### EXERCISE DESCRIPTION
Every line from the one with "Target: dry brown grass" through the end of the entries below should be written out exactly; the pictures should not.

### INFORMATION SUPPLIED

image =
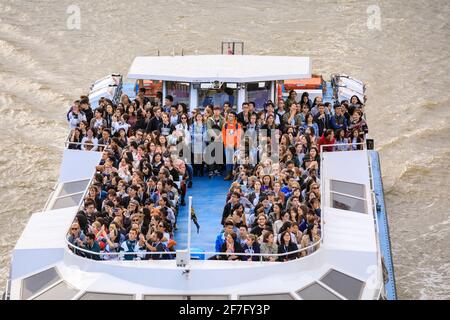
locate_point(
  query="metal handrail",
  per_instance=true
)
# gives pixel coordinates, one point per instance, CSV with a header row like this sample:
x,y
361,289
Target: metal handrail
x,y
201,253
86,144
115,253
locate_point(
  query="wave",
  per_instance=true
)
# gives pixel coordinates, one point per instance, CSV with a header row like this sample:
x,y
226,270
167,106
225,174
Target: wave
x,y
423,167
440,127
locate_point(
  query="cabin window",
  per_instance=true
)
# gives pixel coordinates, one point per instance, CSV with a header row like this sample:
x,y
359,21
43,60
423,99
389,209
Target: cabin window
x,y
345,285
207,94
259,93
316,292
164,297
62,291
348,196
105,296
276,296
73,187
39,281
353,189
343,202
68,201
179,90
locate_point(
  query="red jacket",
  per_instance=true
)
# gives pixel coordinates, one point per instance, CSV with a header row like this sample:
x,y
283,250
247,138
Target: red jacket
x,y
324,141
231,134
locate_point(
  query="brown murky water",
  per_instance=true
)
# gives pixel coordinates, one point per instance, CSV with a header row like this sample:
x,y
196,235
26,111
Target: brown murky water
x,y
405,62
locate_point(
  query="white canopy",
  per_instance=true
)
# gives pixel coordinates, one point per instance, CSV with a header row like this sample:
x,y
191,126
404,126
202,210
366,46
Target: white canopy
x,y
224,68
78,165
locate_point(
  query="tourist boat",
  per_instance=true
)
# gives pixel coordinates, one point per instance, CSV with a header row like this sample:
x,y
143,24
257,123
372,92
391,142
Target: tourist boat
x,y
354,259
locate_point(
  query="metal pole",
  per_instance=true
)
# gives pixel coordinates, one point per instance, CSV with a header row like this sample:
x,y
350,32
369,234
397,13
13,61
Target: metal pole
x,y
189,226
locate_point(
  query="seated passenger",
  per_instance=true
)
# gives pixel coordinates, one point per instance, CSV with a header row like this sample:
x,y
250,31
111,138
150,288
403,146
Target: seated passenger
x,y
326,139
231,246
91,245
341,141
287,246
261,225
310,236
220,238
251,246
338,120
131,246
89,142
75,116
155,244
268,246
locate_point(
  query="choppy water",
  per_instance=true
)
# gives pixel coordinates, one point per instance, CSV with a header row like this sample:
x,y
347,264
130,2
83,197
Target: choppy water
x,y
44,65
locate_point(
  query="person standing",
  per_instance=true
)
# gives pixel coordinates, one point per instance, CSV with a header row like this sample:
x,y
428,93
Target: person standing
x,y
231,134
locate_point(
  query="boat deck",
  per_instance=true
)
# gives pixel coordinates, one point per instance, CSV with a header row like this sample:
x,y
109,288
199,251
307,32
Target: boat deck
x,y
383,227
208,200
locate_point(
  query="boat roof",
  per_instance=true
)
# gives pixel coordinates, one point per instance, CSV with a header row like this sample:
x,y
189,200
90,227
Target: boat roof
x,y
224,68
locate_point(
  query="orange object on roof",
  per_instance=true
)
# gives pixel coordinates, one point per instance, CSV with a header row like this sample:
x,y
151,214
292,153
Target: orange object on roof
x,y
312,83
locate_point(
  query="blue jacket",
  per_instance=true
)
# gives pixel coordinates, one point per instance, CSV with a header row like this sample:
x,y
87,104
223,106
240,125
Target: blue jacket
x,y
220,240
254,249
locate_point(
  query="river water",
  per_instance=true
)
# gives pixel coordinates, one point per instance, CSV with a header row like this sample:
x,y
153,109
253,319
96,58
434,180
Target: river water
x,y
399,48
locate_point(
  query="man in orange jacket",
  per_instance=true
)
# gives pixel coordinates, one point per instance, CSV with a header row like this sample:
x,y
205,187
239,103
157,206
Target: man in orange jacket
x,y
231,135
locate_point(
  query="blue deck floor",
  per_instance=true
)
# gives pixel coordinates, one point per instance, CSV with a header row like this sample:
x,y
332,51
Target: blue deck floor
x,y
383,227
208,200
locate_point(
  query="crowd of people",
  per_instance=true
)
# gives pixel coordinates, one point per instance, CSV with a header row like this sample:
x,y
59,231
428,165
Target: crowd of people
x,y
152,149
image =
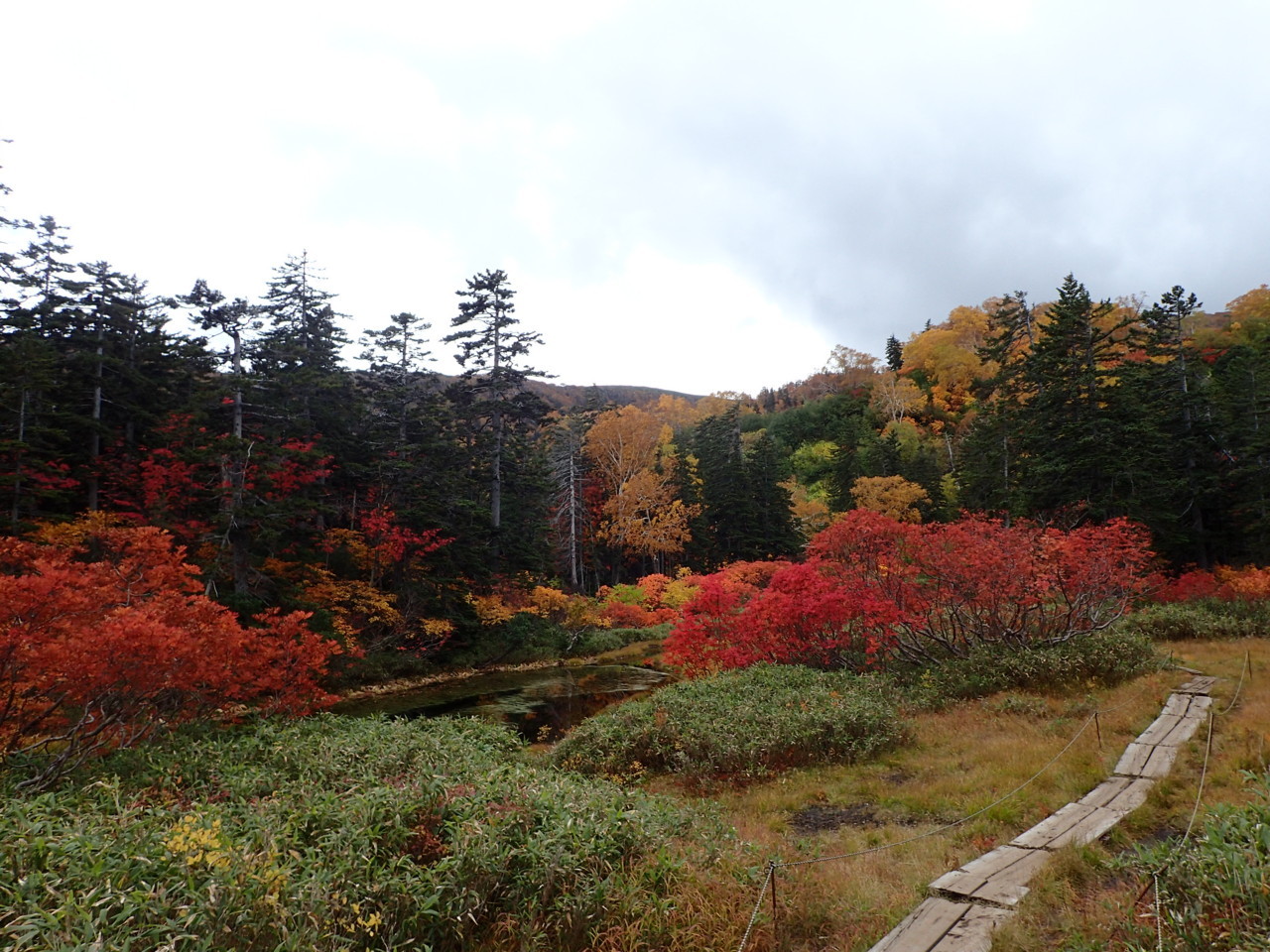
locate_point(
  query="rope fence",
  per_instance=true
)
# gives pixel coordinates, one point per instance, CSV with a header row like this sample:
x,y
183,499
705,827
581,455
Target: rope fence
x,y
775,866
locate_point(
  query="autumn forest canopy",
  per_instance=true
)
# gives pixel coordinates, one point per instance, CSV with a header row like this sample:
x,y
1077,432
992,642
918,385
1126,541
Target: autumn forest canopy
x,y
409,511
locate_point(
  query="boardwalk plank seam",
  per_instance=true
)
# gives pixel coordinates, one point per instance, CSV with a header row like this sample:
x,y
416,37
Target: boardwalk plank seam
x,y
969,902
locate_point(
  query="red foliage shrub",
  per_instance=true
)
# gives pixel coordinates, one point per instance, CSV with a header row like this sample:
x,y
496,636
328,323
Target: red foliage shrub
x,y
873,585
1187,587
104,631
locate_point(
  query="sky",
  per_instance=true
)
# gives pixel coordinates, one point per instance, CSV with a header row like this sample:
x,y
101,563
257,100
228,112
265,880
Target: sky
x,y
699,195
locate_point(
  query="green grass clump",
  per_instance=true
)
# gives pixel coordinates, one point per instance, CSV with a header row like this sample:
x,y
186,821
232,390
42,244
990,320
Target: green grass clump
x,y
603,640
1107,657
746,722
331,833
1202,620
1215,892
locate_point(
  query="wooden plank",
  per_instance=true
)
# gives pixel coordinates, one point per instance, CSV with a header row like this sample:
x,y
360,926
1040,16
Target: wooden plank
x,y
1053,828
1087,829
1199,706
1007,887
973,930
1160,763
1159,729
1132,797
1107,791
1183,733
1133,760
1198,685
922,928
969,878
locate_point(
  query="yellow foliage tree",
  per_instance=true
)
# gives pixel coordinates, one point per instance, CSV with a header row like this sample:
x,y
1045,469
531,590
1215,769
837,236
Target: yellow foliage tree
x,y
889,495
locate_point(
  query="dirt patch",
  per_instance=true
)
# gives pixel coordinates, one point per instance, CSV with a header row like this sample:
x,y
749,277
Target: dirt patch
x,y
822,819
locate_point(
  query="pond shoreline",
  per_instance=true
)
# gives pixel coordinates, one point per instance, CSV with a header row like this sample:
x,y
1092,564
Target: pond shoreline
x,y
402,685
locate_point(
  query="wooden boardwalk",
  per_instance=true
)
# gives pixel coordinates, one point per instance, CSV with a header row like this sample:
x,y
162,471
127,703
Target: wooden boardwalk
x,y
968,904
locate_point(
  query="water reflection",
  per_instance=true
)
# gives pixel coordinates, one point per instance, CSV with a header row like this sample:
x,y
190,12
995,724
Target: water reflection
x,y
543,705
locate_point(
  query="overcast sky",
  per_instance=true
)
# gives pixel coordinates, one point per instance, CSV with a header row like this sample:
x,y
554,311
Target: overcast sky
x,y
694,194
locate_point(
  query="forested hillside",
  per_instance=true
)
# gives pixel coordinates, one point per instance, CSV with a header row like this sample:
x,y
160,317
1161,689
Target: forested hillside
x,y
390,500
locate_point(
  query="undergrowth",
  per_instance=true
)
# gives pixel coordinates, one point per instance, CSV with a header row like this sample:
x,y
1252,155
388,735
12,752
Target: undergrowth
x,y
740,724
336,833
1214,893
1202,619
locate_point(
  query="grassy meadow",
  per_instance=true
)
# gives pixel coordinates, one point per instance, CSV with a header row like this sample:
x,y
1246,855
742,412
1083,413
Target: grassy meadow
x,y
651,828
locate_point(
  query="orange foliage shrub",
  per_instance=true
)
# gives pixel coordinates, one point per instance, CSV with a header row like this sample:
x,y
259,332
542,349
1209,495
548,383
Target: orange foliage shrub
x,y
104,633
1246,584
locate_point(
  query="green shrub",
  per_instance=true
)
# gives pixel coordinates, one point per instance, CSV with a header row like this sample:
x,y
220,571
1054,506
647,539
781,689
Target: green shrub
x,y
1215,893
1107,657
743,722
331,833
1202,619
598,642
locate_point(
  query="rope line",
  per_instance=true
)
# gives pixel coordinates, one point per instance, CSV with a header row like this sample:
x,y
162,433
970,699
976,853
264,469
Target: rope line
x,y
1092,719
753,918
1247,666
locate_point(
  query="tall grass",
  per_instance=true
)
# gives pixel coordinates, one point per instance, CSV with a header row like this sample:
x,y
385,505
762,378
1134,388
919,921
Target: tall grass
x,y
335,833
746,724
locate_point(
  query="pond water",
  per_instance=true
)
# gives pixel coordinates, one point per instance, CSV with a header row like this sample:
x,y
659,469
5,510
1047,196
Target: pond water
x,y
541,703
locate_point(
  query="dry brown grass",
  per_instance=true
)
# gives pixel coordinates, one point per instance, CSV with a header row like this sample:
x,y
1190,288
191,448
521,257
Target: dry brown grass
x,y
960,762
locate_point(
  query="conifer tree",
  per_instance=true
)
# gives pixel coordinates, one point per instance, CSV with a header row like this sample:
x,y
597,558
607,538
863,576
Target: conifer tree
x,y
493,384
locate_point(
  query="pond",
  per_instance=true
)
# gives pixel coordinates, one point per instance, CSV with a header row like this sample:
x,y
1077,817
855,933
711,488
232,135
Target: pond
x,y
541,705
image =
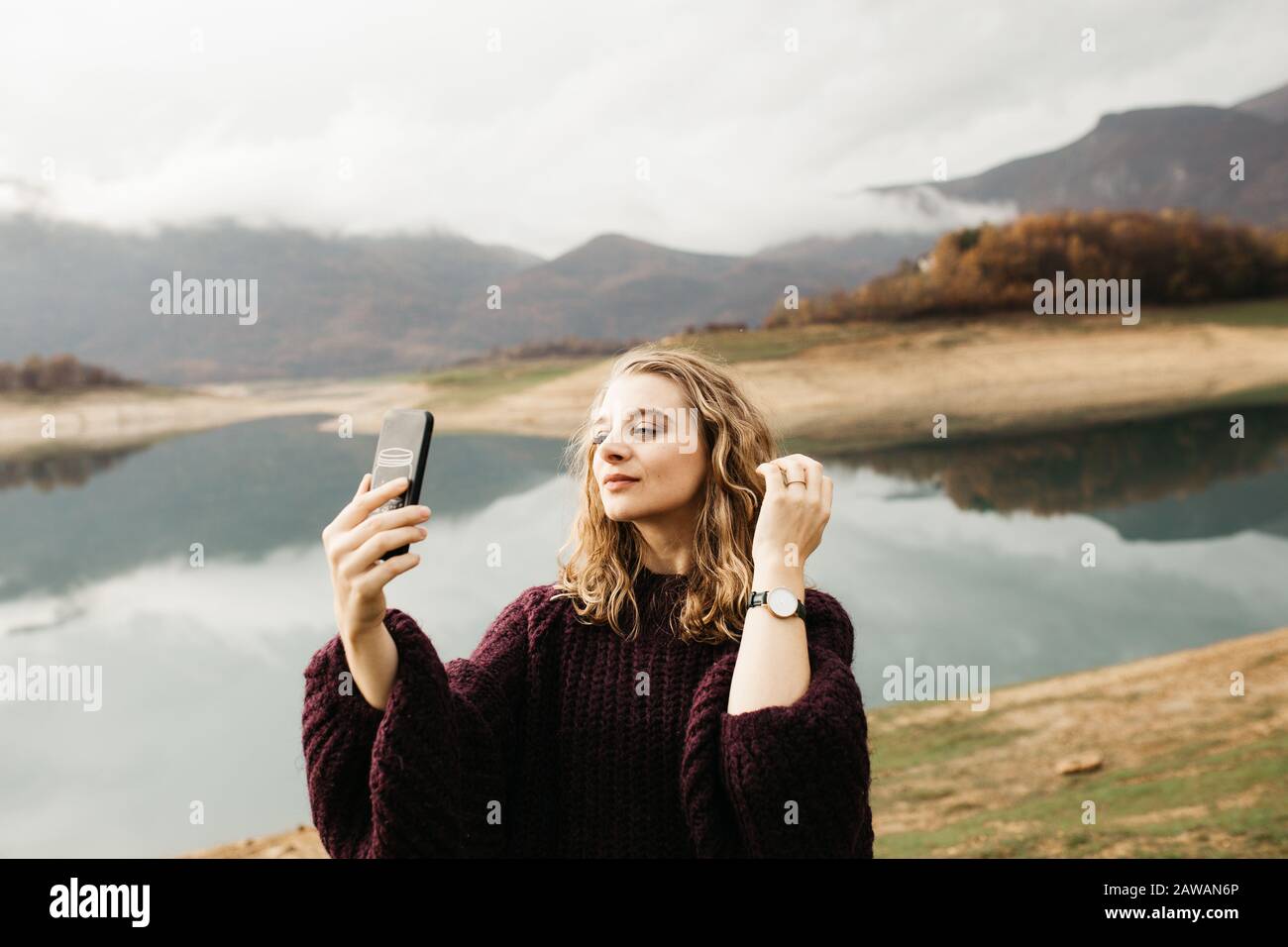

### ANSWER TO THE EXERCISE
Target: dry brown grass
x,y
960,762
locate_point(
  query="conifer tree",
  per_instance=true
)
# gives pixel coordinates, one point per instance, CSV with a header row like this sample:
x,y
597,558
607,538
863,576
Target: conifer tree
x,y
493,384
locate_point(
  query="pond",
  per_instance=true
)
# gives pixel coordinates, one point per instance, CSV with a header row like this sample:
x,y
1077,817
855,933
711,488
232,135
Target: pond
x,y
541,705
image =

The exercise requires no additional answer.